Page excerpt>
The early 70s downer rock outfit Necromandus are perhaps primarily remembered for two main reasons. The first of these is that the group, through their dynamic live performances early on, came to the attention of Black Sabbath's Tony Iommi, who would later see fit to offer them some much needed managerial guidance. Secondly, the band were to be handed a recording contract in early '73 for a proposed album and single deal scheduled for release on Phonogram's prestigious Vertigo label, and, as many of you will already know, neither record appeared.
Yet although everything seemed to be coming together nicely for Necromandus, as you will discover, with the best will in the world things don't always go according to plan and, in their case, optimism would give way to frustration and disillusionment, ambitions thwarted, hopes dashed.
However, several years before the gloom finally descended, reminiscent of the swirling mirk which surrounds the craggy peaks of their native Cumbria, four young and talented musicians had joined forces with sights set high, and rightly so, as each individual was on the fast track to becoming a highly accomplished musician in his own right.
Whilst still gigging under the name of Hot Spring Water, vocalist Bill Branch introduced the band as follows in a hand-written letter he sent from his home in Egremont to Birmingham-based promoter Norman Hood.
“The group is a four-piece unit comprising lead and bass guitars, drums and a vocalist doubling on mouth harp. We have been together for a period over two years and have in that time graduated from a band playing Negro blues such as that of John Lee Hooker and Sonny Boy Williamson, etc. to the present stage where we are now playing entirely original material.
The band was formed from the splitting up of two local bands in our area, and two members of the present line-up come from each of these. Barry Dunnery, the lead guitarist and myself (vocals), come from a band called Jug, a blues-orientated four-piece. Dennis, the bass player, and Frank, the drummer, come from a similar outfit, called Heaven.

Required task 1>
Rewrite the passage on Necromandus from "Yet although everything" up to and including "promoter Norman Hood.", changing "Cumbria" to "the Lake District".
Required task 2>
Put the listing from the line with "the yellow airfield" up to and including the line with "(1132, 590)" into a two-column CSV with the columns request and point. Give one row per request, with the request text and its answer each in a single quoted field and any line breaks replaced by spaces.
The listing has no connection to the passage on Necromandus.

Extracted entries>
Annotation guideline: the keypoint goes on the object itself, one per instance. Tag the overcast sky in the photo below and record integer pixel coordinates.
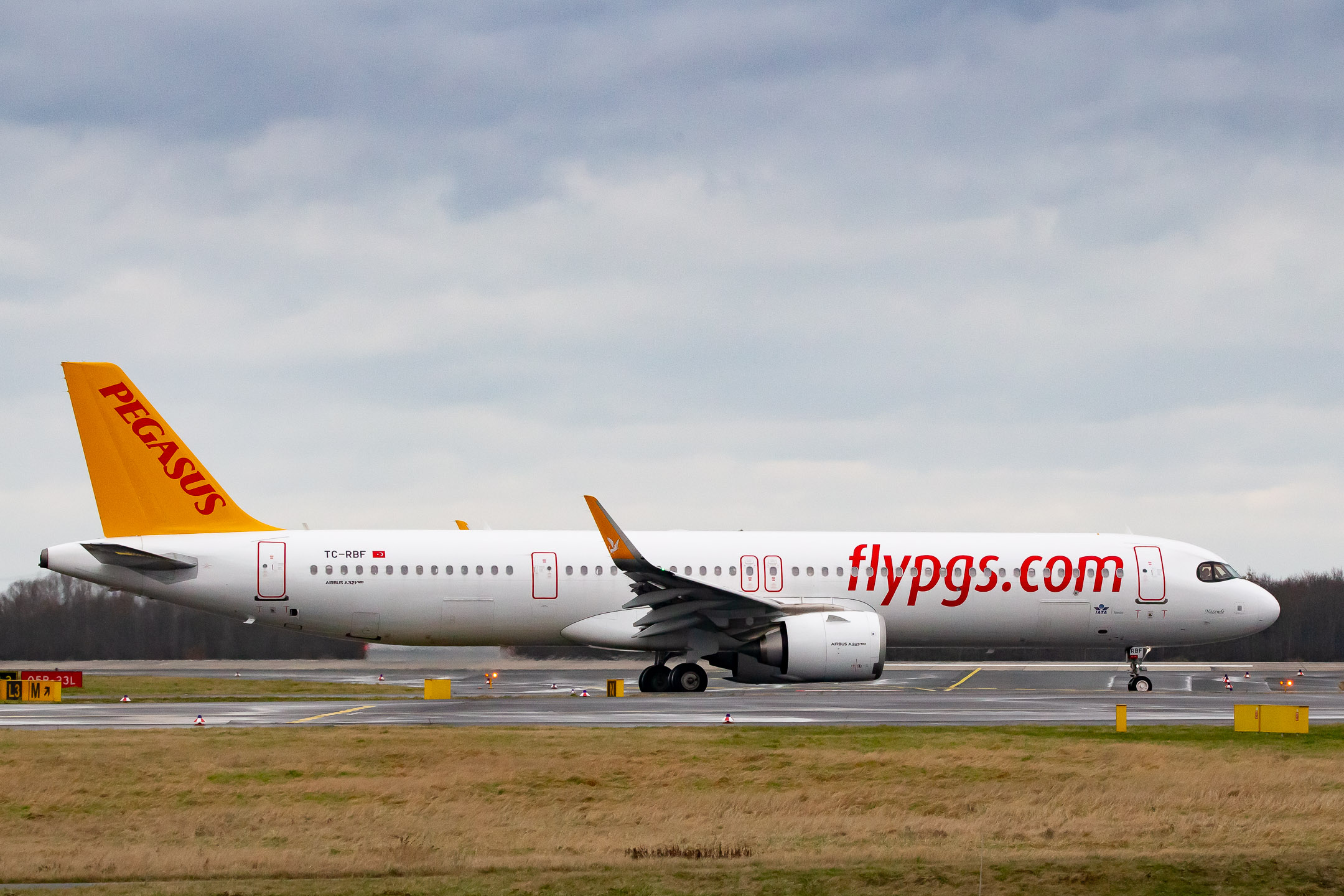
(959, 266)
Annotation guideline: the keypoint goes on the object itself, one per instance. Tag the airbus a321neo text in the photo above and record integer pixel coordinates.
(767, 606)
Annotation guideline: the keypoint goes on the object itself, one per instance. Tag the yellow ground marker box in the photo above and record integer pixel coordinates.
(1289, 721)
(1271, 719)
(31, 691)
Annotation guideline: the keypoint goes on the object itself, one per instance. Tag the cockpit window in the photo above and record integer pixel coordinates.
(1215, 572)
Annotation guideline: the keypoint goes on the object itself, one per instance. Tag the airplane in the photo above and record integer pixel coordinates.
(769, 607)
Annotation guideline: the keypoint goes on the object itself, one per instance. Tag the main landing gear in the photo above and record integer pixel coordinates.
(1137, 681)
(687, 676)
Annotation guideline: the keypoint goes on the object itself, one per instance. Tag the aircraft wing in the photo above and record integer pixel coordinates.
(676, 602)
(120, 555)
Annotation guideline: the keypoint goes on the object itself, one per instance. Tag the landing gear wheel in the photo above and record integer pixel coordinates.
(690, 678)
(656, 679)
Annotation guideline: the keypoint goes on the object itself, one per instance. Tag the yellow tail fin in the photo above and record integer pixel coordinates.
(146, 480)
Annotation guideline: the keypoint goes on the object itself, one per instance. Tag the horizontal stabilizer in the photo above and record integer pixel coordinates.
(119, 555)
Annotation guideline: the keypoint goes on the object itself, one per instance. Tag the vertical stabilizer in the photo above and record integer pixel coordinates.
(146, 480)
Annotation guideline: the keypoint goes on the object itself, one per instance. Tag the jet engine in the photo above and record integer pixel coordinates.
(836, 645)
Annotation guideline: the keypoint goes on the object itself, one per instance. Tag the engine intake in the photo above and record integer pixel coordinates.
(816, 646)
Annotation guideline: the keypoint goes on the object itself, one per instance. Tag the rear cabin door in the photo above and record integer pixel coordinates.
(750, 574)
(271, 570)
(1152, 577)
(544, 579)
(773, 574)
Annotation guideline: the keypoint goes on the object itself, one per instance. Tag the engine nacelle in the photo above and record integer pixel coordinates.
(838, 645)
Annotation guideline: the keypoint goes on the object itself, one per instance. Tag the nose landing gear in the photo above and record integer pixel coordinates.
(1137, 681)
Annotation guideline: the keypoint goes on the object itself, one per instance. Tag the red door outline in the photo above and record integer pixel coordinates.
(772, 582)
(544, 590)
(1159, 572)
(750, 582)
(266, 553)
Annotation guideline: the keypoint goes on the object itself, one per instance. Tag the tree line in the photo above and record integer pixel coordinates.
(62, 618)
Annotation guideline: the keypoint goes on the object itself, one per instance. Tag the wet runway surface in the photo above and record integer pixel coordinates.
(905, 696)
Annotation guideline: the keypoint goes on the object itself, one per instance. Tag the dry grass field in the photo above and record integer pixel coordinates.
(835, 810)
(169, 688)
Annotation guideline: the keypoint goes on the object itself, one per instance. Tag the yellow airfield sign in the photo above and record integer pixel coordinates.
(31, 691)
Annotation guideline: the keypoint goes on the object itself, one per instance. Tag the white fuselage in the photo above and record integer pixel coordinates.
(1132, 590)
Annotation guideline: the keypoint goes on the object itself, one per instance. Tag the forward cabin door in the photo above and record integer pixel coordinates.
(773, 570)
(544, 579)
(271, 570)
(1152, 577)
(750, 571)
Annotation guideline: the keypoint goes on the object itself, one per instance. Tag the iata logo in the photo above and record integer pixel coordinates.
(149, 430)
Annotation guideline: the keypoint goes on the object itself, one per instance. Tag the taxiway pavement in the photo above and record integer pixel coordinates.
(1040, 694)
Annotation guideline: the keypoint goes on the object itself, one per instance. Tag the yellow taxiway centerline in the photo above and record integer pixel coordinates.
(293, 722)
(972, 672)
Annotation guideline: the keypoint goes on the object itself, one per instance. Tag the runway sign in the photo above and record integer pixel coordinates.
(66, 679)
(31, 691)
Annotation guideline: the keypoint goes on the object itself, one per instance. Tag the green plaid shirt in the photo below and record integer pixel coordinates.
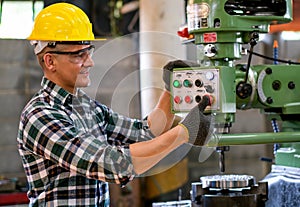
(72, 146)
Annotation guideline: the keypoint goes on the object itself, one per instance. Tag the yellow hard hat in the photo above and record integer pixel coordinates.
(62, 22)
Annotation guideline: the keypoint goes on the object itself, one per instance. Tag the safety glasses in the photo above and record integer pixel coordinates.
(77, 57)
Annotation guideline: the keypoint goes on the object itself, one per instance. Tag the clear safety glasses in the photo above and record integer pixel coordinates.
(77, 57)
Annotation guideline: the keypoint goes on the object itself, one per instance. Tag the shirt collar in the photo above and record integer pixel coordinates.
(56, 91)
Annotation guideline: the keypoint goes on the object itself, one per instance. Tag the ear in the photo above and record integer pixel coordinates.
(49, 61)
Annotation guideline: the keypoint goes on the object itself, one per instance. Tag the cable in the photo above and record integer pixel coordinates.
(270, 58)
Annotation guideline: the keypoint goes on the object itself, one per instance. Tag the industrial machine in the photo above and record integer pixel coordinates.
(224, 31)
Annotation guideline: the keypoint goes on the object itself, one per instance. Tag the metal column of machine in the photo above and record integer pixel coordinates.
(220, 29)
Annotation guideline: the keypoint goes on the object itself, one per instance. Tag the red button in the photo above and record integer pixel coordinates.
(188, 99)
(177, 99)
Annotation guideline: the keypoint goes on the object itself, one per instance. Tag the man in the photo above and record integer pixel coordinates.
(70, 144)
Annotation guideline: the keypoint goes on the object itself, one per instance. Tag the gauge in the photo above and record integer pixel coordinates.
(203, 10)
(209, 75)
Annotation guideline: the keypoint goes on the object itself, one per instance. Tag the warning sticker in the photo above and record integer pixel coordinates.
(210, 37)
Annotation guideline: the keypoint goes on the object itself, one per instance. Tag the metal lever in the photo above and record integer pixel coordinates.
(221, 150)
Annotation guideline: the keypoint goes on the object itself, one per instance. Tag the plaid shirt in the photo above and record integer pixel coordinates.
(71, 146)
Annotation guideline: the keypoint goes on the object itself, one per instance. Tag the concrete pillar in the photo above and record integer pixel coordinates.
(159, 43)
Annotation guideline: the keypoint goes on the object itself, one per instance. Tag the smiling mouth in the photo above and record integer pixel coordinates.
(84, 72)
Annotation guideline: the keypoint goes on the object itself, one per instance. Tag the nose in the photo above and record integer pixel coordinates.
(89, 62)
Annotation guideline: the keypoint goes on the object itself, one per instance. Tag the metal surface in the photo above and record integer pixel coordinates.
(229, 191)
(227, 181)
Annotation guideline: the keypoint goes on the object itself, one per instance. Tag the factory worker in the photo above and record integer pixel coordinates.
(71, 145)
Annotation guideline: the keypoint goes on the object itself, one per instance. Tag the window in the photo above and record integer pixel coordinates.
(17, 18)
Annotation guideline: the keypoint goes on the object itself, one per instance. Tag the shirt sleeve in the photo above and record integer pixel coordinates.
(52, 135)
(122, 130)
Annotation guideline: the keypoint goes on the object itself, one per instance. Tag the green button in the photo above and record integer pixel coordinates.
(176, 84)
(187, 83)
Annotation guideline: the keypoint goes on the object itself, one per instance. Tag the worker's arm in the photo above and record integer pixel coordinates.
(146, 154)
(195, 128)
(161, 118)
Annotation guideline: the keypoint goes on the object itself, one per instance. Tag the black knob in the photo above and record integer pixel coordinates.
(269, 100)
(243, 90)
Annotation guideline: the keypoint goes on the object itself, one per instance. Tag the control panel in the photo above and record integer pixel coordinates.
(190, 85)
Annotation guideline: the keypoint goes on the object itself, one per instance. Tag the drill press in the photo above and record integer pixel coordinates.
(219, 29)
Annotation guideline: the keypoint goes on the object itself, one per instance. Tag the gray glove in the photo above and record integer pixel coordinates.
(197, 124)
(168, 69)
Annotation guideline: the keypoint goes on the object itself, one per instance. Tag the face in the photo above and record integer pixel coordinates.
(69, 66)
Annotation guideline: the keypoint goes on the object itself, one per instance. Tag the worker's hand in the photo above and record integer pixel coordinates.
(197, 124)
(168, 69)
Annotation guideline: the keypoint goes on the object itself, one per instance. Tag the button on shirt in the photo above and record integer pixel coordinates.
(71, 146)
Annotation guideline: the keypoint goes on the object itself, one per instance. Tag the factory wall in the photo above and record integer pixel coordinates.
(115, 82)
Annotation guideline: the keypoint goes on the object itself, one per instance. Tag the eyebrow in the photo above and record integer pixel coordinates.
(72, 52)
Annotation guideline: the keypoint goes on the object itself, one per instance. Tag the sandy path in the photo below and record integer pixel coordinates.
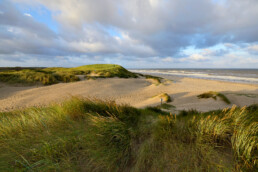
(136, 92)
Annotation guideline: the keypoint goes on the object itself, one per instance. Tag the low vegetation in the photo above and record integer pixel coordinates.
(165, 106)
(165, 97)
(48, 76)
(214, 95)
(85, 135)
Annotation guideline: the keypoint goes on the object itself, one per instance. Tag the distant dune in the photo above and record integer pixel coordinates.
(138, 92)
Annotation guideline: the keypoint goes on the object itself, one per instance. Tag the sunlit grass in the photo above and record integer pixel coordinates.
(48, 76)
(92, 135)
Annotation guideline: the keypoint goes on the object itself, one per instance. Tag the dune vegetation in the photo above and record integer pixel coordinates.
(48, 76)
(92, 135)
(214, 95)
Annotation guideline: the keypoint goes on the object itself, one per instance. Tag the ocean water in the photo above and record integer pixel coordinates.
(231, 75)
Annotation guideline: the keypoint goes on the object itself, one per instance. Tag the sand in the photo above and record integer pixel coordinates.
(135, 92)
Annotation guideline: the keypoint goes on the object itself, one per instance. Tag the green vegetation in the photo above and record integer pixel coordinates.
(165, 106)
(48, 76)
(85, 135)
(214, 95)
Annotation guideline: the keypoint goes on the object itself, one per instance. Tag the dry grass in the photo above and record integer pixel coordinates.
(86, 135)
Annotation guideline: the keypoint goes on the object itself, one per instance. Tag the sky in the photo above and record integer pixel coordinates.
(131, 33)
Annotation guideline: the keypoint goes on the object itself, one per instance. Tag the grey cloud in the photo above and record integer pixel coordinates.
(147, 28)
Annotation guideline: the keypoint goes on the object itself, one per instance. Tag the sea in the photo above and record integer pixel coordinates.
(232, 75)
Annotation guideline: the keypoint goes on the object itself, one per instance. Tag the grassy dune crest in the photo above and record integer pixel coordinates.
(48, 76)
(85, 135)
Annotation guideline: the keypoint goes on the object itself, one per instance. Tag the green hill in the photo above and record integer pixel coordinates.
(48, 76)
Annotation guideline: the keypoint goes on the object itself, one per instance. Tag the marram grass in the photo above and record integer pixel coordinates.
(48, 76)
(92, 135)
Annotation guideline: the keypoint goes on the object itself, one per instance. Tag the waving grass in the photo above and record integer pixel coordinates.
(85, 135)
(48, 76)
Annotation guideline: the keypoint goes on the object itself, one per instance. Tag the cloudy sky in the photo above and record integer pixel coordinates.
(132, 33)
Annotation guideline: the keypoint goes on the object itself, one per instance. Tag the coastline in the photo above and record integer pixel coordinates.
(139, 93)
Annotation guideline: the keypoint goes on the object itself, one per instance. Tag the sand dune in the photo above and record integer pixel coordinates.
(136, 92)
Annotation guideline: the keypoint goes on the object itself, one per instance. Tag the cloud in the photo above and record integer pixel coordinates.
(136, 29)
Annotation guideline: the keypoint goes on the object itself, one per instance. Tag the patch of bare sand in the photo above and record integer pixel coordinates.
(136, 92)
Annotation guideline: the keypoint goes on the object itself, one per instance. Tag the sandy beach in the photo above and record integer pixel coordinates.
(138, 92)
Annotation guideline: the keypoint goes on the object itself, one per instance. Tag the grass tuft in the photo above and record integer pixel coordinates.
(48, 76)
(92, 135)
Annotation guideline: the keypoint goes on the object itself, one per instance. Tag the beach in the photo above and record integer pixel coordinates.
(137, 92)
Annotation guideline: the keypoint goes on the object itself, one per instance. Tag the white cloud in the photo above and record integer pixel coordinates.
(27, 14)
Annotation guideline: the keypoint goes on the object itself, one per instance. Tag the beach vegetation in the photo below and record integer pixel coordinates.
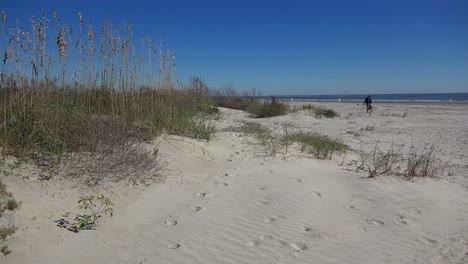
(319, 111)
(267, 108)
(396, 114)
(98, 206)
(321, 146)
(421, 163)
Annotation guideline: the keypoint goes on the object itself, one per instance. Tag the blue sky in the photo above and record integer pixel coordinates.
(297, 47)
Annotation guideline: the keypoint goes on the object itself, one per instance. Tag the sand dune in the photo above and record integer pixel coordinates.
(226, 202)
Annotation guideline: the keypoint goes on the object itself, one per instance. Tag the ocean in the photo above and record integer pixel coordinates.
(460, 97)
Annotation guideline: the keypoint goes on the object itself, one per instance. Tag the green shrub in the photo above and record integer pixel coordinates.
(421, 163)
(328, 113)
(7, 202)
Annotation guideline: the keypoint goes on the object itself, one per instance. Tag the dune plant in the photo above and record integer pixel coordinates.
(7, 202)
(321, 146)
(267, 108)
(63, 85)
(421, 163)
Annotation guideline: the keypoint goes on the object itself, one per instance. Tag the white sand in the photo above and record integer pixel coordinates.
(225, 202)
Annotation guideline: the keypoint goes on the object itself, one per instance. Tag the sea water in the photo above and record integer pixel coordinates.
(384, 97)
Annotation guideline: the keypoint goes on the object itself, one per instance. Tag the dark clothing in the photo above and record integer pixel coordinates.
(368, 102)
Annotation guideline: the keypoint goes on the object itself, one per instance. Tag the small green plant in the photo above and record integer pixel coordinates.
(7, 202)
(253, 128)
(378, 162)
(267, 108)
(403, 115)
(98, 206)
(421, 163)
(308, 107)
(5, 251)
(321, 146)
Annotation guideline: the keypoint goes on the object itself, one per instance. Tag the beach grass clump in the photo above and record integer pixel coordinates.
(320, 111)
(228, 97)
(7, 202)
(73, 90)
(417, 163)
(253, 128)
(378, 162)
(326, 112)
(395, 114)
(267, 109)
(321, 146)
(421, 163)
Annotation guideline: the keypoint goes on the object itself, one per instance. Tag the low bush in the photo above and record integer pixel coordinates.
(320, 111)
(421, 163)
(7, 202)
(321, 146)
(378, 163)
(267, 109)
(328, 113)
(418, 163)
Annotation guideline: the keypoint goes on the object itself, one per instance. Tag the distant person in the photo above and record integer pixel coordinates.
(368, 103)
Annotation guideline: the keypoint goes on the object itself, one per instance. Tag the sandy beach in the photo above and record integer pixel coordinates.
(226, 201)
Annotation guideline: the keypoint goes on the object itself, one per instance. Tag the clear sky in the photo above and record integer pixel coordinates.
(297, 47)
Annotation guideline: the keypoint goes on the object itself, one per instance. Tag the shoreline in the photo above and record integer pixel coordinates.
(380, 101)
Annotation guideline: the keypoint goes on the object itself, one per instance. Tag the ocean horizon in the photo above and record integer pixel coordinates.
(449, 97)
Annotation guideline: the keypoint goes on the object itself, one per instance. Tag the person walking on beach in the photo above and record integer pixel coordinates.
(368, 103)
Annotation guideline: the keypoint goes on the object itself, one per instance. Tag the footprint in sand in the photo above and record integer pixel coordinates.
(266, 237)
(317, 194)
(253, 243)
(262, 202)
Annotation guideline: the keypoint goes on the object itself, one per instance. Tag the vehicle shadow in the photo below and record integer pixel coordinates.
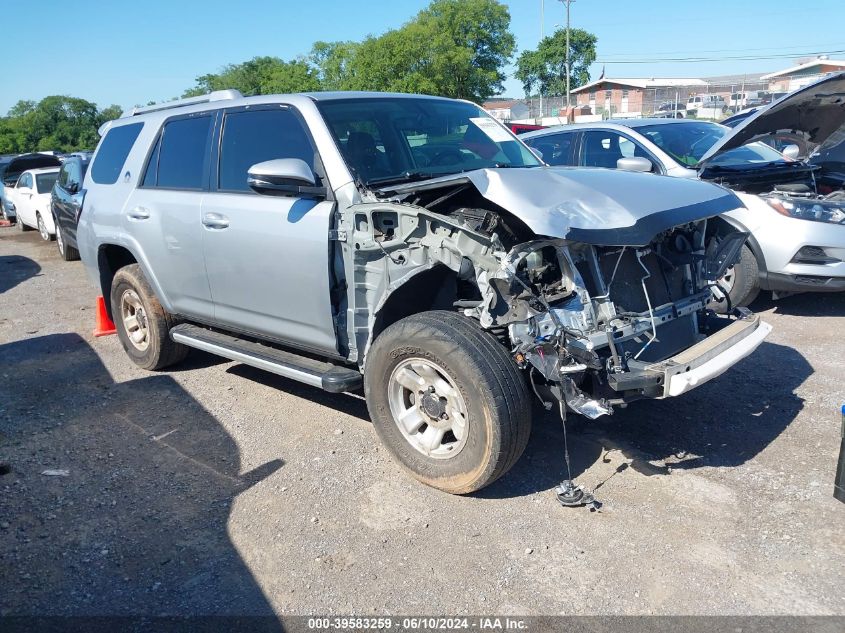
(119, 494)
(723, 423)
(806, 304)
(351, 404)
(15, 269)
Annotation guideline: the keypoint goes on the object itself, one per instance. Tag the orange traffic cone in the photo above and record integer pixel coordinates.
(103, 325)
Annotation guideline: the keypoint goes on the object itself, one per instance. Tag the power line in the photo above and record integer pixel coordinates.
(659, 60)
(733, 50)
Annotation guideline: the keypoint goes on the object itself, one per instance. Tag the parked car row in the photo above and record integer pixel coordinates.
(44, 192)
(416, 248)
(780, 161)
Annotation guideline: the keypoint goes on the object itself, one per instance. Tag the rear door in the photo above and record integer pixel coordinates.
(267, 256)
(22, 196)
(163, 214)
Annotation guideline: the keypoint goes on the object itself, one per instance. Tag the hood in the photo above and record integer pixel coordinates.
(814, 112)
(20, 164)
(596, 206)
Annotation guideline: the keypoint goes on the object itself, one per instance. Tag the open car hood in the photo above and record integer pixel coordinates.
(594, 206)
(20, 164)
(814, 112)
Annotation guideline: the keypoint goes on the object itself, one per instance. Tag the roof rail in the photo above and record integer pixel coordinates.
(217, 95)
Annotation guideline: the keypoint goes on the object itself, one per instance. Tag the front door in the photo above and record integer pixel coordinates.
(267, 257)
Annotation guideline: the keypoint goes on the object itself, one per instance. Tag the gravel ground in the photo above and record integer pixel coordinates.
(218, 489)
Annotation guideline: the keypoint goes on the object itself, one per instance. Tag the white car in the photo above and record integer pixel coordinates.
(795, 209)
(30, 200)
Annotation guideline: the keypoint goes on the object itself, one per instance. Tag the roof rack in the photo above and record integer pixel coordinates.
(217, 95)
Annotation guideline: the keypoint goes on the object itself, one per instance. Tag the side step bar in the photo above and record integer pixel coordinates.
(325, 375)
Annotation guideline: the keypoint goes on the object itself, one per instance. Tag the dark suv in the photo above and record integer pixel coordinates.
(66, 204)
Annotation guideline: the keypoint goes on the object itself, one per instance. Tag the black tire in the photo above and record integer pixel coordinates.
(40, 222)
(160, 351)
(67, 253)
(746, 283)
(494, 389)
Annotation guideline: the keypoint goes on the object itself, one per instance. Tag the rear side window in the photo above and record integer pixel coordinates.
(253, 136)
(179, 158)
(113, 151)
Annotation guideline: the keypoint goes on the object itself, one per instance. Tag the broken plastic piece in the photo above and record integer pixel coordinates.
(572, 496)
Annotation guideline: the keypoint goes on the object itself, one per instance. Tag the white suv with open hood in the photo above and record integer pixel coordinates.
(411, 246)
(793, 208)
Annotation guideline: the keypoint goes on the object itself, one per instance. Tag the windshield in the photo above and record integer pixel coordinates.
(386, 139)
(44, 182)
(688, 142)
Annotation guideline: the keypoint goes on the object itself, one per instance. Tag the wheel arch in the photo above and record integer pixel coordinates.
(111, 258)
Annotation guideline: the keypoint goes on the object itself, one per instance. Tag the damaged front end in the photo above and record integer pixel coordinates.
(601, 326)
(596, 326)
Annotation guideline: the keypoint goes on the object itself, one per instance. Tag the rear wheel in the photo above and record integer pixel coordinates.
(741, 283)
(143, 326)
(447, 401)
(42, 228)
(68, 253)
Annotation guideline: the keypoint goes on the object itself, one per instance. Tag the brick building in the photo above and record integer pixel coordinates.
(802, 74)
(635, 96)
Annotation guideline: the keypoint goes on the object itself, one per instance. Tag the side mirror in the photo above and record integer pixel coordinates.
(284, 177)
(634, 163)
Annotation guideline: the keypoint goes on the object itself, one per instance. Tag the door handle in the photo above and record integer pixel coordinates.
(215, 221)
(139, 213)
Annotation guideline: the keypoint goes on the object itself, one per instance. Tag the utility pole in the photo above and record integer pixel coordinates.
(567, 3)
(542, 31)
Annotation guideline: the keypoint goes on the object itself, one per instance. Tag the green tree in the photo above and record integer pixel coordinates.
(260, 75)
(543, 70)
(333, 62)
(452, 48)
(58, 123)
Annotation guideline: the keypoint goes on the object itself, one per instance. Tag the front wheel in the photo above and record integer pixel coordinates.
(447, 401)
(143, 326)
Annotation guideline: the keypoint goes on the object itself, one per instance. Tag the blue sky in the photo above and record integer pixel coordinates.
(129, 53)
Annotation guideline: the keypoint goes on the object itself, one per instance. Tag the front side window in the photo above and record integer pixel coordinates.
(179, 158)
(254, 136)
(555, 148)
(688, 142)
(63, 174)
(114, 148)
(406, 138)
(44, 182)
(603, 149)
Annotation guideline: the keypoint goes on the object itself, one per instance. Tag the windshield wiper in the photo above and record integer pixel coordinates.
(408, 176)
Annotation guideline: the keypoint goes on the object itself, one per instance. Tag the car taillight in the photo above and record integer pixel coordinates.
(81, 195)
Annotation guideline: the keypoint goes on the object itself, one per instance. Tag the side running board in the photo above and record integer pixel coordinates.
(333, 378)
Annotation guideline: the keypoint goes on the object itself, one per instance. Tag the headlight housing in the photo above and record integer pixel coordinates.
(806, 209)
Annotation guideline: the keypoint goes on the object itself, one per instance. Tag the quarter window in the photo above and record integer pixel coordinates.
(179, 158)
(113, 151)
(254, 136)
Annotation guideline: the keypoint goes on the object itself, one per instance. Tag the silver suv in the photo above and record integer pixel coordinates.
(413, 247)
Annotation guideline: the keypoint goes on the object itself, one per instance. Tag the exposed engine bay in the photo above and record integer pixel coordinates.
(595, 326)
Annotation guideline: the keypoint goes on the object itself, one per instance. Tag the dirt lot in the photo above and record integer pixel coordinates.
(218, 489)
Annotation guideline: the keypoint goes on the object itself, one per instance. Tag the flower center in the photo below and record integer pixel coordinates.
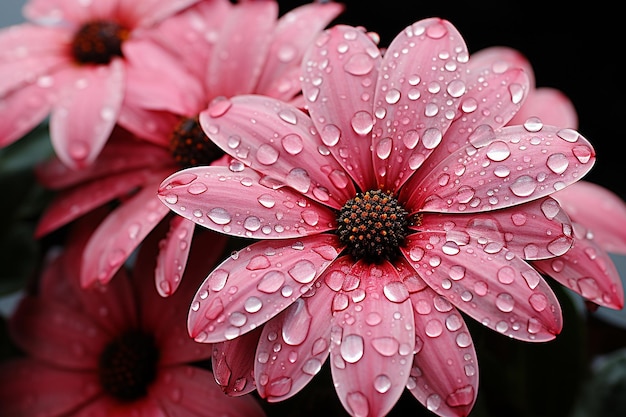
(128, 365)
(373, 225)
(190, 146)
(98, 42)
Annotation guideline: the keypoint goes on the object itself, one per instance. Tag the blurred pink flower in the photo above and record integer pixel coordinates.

Full output 1>
Yet although everything seemed to be coming together nicely for Necromandus, as you will discover, with the best will in the world things don't always go according to plan and, in their case, optimism would give way to frustration and disillusionment, ambitions thwarted, hopes dashed.
However, several years before the gloom finally descended, reminiscent of the swirling mirk which surrounds the craggy peaks of their native the Lake District, four young and talented musicians had joined forces with sights set high, and rightly so, as each individual was on the fast track to becoming a highly accomplished musician in his own right.
Whilst still gigging under the name of Hot Spring Water, vocalist Bill Branch introduced the band as follows in a hand-written letter he sent from his home in Egremont to Birmingham-based promoter Norman Hood.

Full output 2>
request,point
"Annotation guideline: the keypoint goes on the object itself, one per instance. Tag the yellow airfield sign in the photo above and record integer pixel coordinates.","(31, 691)"
"Annotation guideline: the keypoint goes on the object itself, one per instance. Tag the white fuselage in the photo above and record integer pixel coordinates.","(1132, 590)"